*Stated task*:
Answer these questions from the article on the Buffalo stadium proposal:
1. Which firm designed the new Yankee Stadium?
2. How large is the plot of land the city would need to acquire?
3. In what month does the Bills' current lease expire?

*Text to read*:
Nationals

Correction: Buffalo-Stadium Proposal

Correction: Buffalo-Stadium Proposal

BUFFALO, N.Y. (AP) In a story Oct. 23 about the a proposal to build a $1.4 billion waterfront sports complex on Buffalo's waterfront, The Associated Press erroneously credited HKS Design as designing the new Yankee Stadium in New York. Populous designed the new Yankee Stadium.

A corrected version of the story is below:

Nicholas Stracick figures if he builds it, the Buffalo Bills will stay.

Stracick, CEO and president of the Greater Buffalo Sports and Entertainment Complex, unveiled a proposal on Tuesday to build a $1.4 billion waterfront sports and entertainment facility that would include a 70,000-plus-seat, retractable-roofed stadium to one day serve as the Bills new home.

In making a presentation to a city council committee, Stracick said his plan has the potential to change the Buffalo's rust-belt image and preserve the Bills long-term future in western New York.

``Buffalo's been backward the last 50 years. It's gone nowhere,'' Stracick said. ``This stadium is going to change the city of Buffalo.''

Stracick's company has already spent about $1 million in hiring a leading sports facility architectural firm, Dallas-based HKS Design, to design a site plan. HKS has designed numerous stadiums, including the Dallas Cowboys' new facility.

The next step is having the city acquire a 400-acre plot of land lining the outer harbor just south of downtown. The land is currently controlled by the region's transportation authority.

Once that's approved, Stracick then intends to approach Gov. Andrew Cuomo, the Bills and the NFL.

Stracick's 45-minute-long presentation was tabled by the committee, and it's unclear when it will be discussed at a full council meeting.

Stracick says he's already lined up a group of investors, and projects the complex - which would also include a hotel, convention center and sports museum - would be mostly privately funded, with about 30 percent of the cost picked up by taxpayers.

It didn't matter to Stracick that his proposal runs counter to the Bills' immediate plans.

``The Bills will move in once the thing is built,'' Stracick said. ``Don't worry about it. It's done.''

Though the franchise's future in Buffalo is uncertain once 94-year-old owner Ralph Wilson dies, team officials have maintained their commitment to staying in Buffalo and continuing to play at Ralph Wilson Stadium in Orchard Park.

The Bills are in negotiations with state and county officials to renew their lease, which expires in July. There's a potential the parties will have to reach a one-year lease extension after talks stalled this summer.

*Stored records*:
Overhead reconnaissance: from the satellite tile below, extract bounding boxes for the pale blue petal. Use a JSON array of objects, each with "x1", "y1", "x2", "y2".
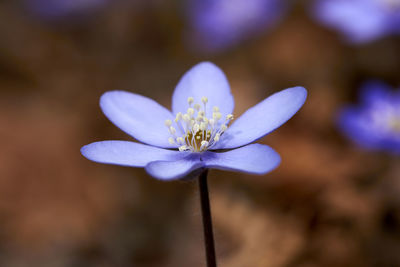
[
  {"x1": 216, "y1": 86, "x2": 307, "y2": 149},
  {"x1": 100, "y1": 91, "x2": 179, "y2": 148},
  {"x1": 146, "y1": 156, "x2": 204, "y2": 180},
  {"x1": 81, "y1": 141, "x2": 184, "y2": 167},
  {"x1": 172, "y1": 62, "x2": 234, "y2": 118},
  {"x1": 202, "y1": 144, "x2": 281, "y2": 174}
]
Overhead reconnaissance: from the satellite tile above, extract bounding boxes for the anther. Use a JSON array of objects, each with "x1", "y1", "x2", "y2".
[
  {"x1": 164, "y1": 120, "x2": 172, "y2": 127},
  {"x1": 214, "y1": 133, "x2": 221, "y2": 142},
  {"x1": 179, "y1": 145, "x2": 189, "y2": 152},
  {"x1": 221, "y1": 124, "x2": 228, "y2": 133},
  {"x1": 175, "y1": 112, "x2": 182, "y2": 121},
  {"x1": 187, "y1": 108, "x2": 194, "y2": 117},
  {"x1": 182, "y1": 114, "x2": 190, "y2": 122}
]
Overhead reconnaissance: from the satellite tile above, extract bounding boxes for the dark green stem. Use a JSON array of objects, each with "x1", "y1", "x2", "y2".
[{"x1": 199, "y1": 169, "x2": 217, "y2": 267}]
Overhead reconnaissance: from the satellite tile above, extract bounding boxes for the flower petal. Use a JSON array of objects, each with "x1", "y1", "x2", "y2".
[
  {"x1": 172, "y1": 62, "x2": 234, "y2": 115},
  {"x1": 81, "y1": 141, "x2": 184, "y2": 167},
  {"x1": 216, "y1": 86, "x2": 307, "y2": 149},
  {"x1": 202, "y1": 144, "x2": 281, "y2": 174},
  {"x1": 100, "y1": 91, "x2": 179, "y2": 148},
  {"x1": 146, "y1": 156, "x2": 204, "y2": 180}
]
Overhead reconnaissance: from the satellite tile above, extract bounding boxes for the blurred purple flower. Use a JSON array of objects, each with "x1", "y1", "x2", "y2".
[
  {"x1": 313, "y1": 0, "x2": 400, "y2": 43},
  {"x1": 25, "y1": 0, "x2": 109, "y2": 19},
  {"x1": 187, "y1": 0, "x2": 286, "y2": 52},
  {"x1": 339, "y1": 81, "x2": 400, "y2": 153},
  {"x1": 81, "y1": 62, "x2": 307, "y2": 180}
]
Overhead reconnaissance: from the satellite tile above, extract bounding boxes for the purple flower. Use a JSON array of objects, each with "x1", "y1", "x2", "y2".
[
  {"x1": 25, "y1": 0, "x2": 109, "y2": 19},
  {"x1": 187, "y1": 0, "x2": 286, "y2": 52},
  {"x1": 313, "y1": 0, "x2": 400, "y2": 43},
  {"x1": 81, "y1": 62, "x2": 307, "y2": 180},
  {"x1": 339, "y1": 81, "x2": 400, "y2": 153}
]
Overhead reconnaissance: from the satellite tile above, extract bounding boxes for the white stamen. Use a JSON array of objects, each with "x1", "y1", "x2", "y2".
[
  {"x1": 175, "y1": 112, "x2": 182, "y2": 122},
  {"x1": 164, "y1": 120, "x2": 172, "y2": 128},
  {"x1": 187, "y1": 108, "x2": 194, "y2": 117},
  {"x1": 214, "y1": 133, "x2": 221, "y2": 142},
  {"x1": 221, "y1": 124, "x2": 228, "y2": 133},
  {"x1": 182, "y1": 114, "x2": 190, "y2": 122},
  {"x1": 165, "y1": 97, "x2": 233, "y2": 152},
  {"x1": 200, "y1": 141, "x2": 208, "y2": 151},
  {"x1": 178, "y1": 145, "x2": 189, "y2": 152},
  {"x1": 226, "y1": 114, "x2": 233, "y2": 120}
]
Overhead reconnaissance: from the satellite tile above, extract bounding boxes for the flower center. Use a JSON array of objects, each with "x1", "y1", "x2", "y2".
[{"x1": 165, "y1": 97, "x2": 233, "y2": 152}]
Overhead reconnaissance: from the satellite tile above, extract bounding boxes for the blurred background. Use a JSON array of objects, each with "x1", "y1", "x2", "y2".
[{"x1": 0, "y1": 0, "x2": 400, "y2": 267}]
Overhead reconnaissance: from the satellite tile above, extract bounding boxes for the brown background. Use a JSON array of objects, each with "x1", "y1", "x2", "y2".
[{"x1": 0, "y1": 0, "x2": 400, "y2": 267}]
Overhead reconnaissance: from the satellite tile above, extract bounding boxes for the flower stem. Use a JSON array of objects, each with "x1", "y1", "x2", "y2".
[{"x1": 199, "y1": 169, "x2": 217, "y2": 267}]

*The reply*:
1. Populous
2. 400 acres
3. July